__Article__.
========================

Mine was having issues from the beginning. This article fixed it for me........fires flawless now.

http://www.kimbershooters.com/how-to-fix-a-kimber-solo-when-slide-locks-open-after-every-shot/

Anonymous said...

Just a horrible experience today. Brand new 2014 production and had 5 FTF out of 40. No interest in trying to fix it because it is a design flaw in my opinion no matter what one prefers to "call it" Remember the ford pinto when the gas tank exploded? Yet it was on market for years? DITTO.

Discerning2 said...

Thanks for the great review, and the testing with different ammo. I was on the waiting list for the Solo, and used your test results to select ammo. Looking forward to breaking it in. My second Kimber.

Anonymous said...

I had decided to buy one of these and went to the local gunshop to do exactly that.
The pistol looks great, has a nice smooth trigger pull; the slide is a bit stiff to jack, but I suppose that's to be expected in a 9mm this small (my Kel-Tec .380 is a stiff pull also).
But then I hit a deal killer: when I went to eject the empty magazine, it didn't! It turns out that the ejection mechanism is so stiff that ejecting the magazine is almost a 2-handed job. We tried 3 different pistols, all the same.
I like the looks, I like the feel, I like the name (but don't much like the price - but I knew what that was going into the deal). What I really don't like is the thought of getting into a situation where this becomes my primary or only weapon and I need a magazine change and it takes 2 hands to do it.
If they'd lighten up on that some, heck, I'd probably buy two!

Ron said...

When I bought my Solo, I picked up some practice rounds, as well as personal defense ammo. Yesterday, I thought I would practice with the "Federal Premium Personal Defense Low Recoil Ammunition 9mm Luger 135 grain."

Save your money. I had a FTF on every round. It may be in the right grain range, but the "low recoil" apparently disqualifies this ammo for the Solo.

========================

__Provided material__.
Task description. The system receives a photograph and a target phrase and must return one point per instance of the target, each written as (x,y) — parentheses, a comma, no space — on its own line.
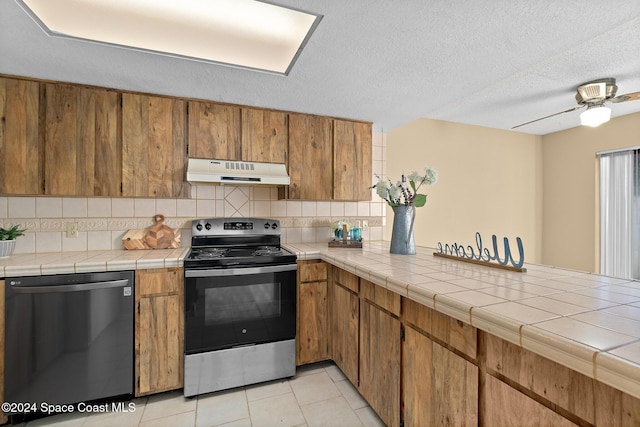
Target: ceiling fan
(593,95)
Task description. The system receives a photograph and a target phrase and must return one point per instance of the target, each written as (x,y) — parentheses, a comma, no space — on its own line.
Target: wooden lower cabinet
(312,329)
(509,407)
(159,334)
(439,387)
(380,362)
(344,329)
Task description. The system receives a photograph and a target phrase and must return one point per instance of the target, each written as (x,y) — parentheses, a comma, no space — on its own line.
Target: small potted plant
(8,240)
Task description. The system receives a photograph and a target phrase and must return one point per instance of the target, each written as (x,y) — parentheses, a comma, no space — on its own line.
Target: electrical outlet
(72,229)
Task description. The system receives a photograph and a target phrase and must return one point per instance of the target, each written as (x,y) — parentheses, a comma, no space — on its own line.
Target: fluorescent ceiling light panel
(245,33)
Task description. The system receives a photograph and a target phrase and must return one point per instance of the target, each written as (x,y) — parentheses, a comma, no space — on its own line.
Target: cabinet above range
(75,140)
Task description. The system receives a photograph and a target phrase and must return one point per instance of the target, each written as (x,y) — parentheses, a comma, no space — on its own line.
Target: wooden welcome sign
(482,255)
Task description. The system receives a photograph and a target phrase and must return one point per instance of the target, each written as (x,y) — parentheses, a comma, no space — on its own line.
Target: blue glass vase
(402,241)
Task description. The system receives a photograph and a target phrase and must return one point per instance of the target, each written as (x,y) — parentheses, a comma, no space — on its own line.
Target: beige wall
(490,182)
(542,189)
(570,225)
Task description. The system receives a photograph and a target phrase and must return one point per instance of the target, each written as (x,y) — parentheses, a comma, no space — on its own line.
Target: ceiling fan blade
(634,96)
(550,115)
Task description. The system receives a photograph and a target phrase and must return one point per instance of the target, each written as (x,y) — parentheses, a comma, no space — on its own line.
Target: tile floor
(319,395)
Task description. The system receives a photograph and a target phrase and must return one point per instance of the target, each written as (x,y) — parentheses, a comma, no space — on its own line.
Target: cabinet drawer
(381,297)
(159,281)
(346,279)
(417,314)
(312,271)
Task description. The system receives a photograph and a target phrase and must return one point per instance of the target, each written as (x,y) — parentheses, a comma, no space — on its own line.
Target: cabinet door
(345,314)
(351,160)
(20,144)
(507,406)
(214,131)
(312,334)
(159,331)
(154,152)
(265,136)
(82,152)
(439,387)
(310,158)
(380,362)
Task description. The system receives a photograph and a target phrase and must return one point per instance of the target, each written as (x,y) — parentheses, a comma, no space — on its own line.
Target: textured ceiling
(493,63)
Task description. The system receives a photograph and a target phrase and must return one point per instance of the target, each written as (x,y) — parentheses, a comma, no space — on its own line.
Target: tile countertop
(586,322)
(89,261)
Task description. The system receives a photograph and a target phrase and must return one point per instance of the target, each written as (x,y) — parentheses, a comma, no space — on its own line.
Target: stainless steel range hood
(235,172)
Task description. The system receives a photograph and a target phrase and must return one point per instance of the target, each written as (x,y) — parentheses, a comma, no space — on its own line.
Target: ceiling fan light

========================

__Directive A__. In the Kimber Solo comments, how many failures to feed did the owner of the brand new 2014 production pistol have, and out of how many rounds?
__Directive B__. Retype the stretch of the Kimber Solo comments from "I had decided" through "hands to do it.".
__Directive C__.
Do these statements agree with the Kimber Solo comments? For each, answer yes or no and quote the deciding words.
(i) The commenter at the local gunshop found the same stiff magazine ejection on more than one pistol.
(ii) Ron's low recoil practice ammunition fired without trouble in his Solo.
(iii) Discerning2's Solo will be the first Kimber that Discerning2 owns.

__Response A__. 5 FTF out of 40.

__Response B__.
I had decided to buy one of these and went to the local gunshop to do exactly that.
The pistol looks great, has a nice smooth trigger pull; the slide is a bit stiff to jack, but I suppose that's to be expected in a 9mm this small (my Kel-Tec .380 is a stiff pull also).
But then I hit a deal killer: when I went to eject the empty magazine, it didn't! It turns out that the ejection mechanism is so stiff that ejecting the magazine is almost a 2-handed job. We tried 3 different pistols, all the same.
I like the looks, I like the feel, I like the name (but don't much like the price - but I knew what that was going into the deal). What I really don't like is the thought of getting into a situation where this becomes my primary or only weapon and I need a magazine change and it takes 2 hands to do it.

__Response C__.
(i) Yes: "We tried 3 different pistols, all the same."
(ii) No: "I had a FTF on every round."
(iii) No: "My second Kimber."